Given text:
○ ○ ○ ○ ○

My research interest involves structural and functional studies of membrane proteins, originating from prokaryotic and eukaryotic organisms, using x-ray crystallography. Membrane proteins mediate the cell exchange of energy, nutrients and information and, thus, are targets for a majority of the prescribed drugs (50% of drugs on the market target membrane proteins). Although, 25% of the proteins in genomes are membrane proteins, less than 1% of their structures are known. I am typically interested in secondary transport proteins among membrane proteins. They are highly relevant to human physiology and disease (eg. depression, diabetes, multidrug resistance). Also of note, at least two widely prescribed drugs [fluoxetine (Prozac) and omeprazole (Prilosec)], are targeted to membrane-transport proteins. Despite the utter medical importance of membrane proteins, the molecular basis of their function has been and continues to be an arduous task. Since the study of membrane proteins is challenging, the chances of success can be increased with the number of trials, specifically by implementing high throughput methodology in protein expression and crystallization.
- Carbohydrate transporters
Carbohydrates serve as basic fuel molecules for eukaryotic cells. These molecules are unable to freely diffuse across cellular membranes but instead require transporter proteins to either enter or exit cells. Carbohydrate transporters have similar structures, consisting of 12 transmembrane helixes. Aberranttransporter genes are the cause of several congenital defects of sugar metabolism (GLUT1 deficiency and Fanconi-Bickel syndromes), and a malfunctionof glucose transporter expression or regulation (GLUT4) appears to contribute to the insulin resistance syndrome. In animal models of type II non-insulin dependent diabetes, a decrease in the levels of GLUT2 in the pancreatic cells precedes the development of diabetes. Homologous proteins of human GLUT were crystallized (see BMB website) and the structural determination is ongoing.

○ ○ ○ ○ ○

Set of tasks:
A – According to the membrane protein research text, what share of the drugs on the market target membrane proteins?
B – Continue the membrane protein research text from its final sentence onward.

(Records taken from a dataset)
○ ○ ○ ○ ○

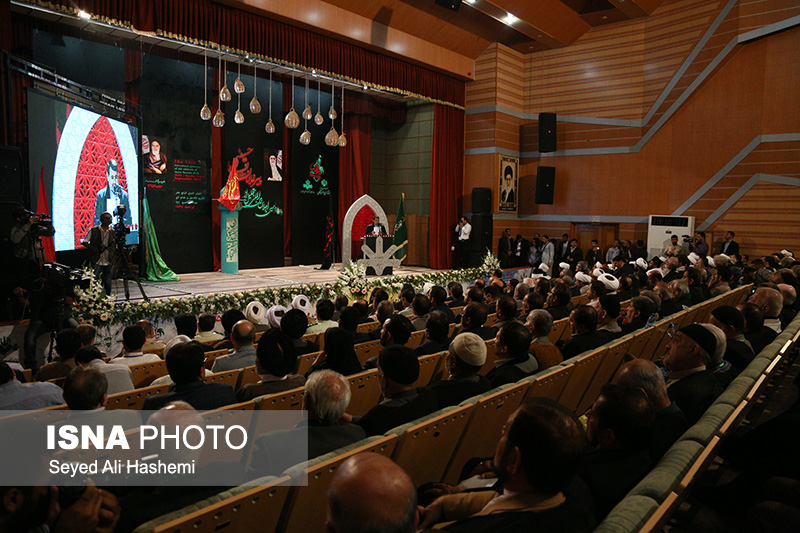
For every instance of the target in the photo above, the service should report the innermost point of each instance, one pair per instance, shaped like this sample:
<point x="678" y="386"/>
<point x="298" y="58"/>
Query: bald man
<point x="371" y="493"/>
<point x="670" y="421"/>
<point x="243" y="334"/>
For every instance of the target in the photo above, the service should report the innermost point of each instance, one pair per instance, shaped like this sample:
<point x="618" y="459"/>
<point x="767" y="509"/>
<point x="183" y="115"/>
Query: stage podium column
<point x="229" y="235"/>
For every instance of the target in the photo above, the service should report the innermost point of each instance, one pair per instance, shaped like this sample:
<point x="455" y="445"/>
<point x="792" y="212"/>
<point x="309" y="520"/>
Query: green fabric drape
<point x="155" y="269"/>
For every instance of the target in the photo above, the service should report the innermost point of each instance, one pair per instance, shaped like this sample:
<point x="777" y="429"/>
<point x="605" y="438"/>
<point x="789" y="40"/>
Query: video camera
<point x="43" y="227"/>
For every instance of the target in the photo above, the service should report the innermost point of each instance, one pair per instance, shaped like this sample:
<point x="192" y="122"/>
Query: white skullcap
<point x="275" y="314"/>
<point x="610" y="282"/>
<point x="301" y="302"/>
<point x="256" y="312"/>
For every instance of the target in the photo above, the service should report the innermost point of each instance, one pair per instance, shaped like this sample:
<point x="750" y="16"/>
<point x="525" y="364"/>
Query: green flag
<point x="155" y="269"/>
<point x="400" y="231"/>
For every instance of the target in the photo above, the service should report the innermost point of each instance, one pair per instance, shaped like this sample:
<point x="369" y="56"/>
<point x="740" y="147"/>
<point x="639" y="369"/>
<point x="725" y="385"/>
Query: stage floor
<point x="258" y="278"/>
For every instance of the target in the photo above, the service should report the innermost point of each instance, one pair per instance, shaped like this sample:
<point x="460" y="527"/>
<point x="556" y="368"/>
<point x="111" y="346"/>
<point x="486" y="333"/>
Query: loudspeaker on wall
<point x="545" y="184"/>
<point x="547" y="132"/>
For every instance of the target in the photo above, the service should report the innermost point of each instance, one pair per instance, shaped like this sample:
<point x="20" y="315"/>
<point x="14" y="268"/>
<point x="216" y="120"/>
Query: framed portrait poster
<point x="508" y="191"/>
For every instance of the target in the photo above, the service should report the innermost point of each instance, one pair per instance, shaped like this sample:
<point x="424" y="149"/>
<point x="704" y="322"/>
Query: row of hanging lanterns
<point x="292" y="119"/>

○ ○ ○ ○ ○

Numbered answers:
A – 50% of drugs on the market target membrane proteins.

B –
Proteins are dynamic systems and in order to understand the molecular basis of their function, it is important to determine the structures of several of their different key conformations. For example, below movie of Fructose-1,6-bisphosphatase (FBPase; a key gluconeogenic cytosolic phosphatase) represented the changes in protein conformation as it goes through the apo, substrates-, intermediate-, and product-bound states. The FBPase crystal structures in these different ligation stages were solved.
The movie of Lactose permease (the membrane transporter for lactose) also represented different stages of the protein action, however, currently, only one conformation is known. The dynamics shown in the movie is based on electron spin resonance studies corroborated with the available crystal structure showing the distance changes between specific spin labels in dynamic domains while the protein is transporting lactose.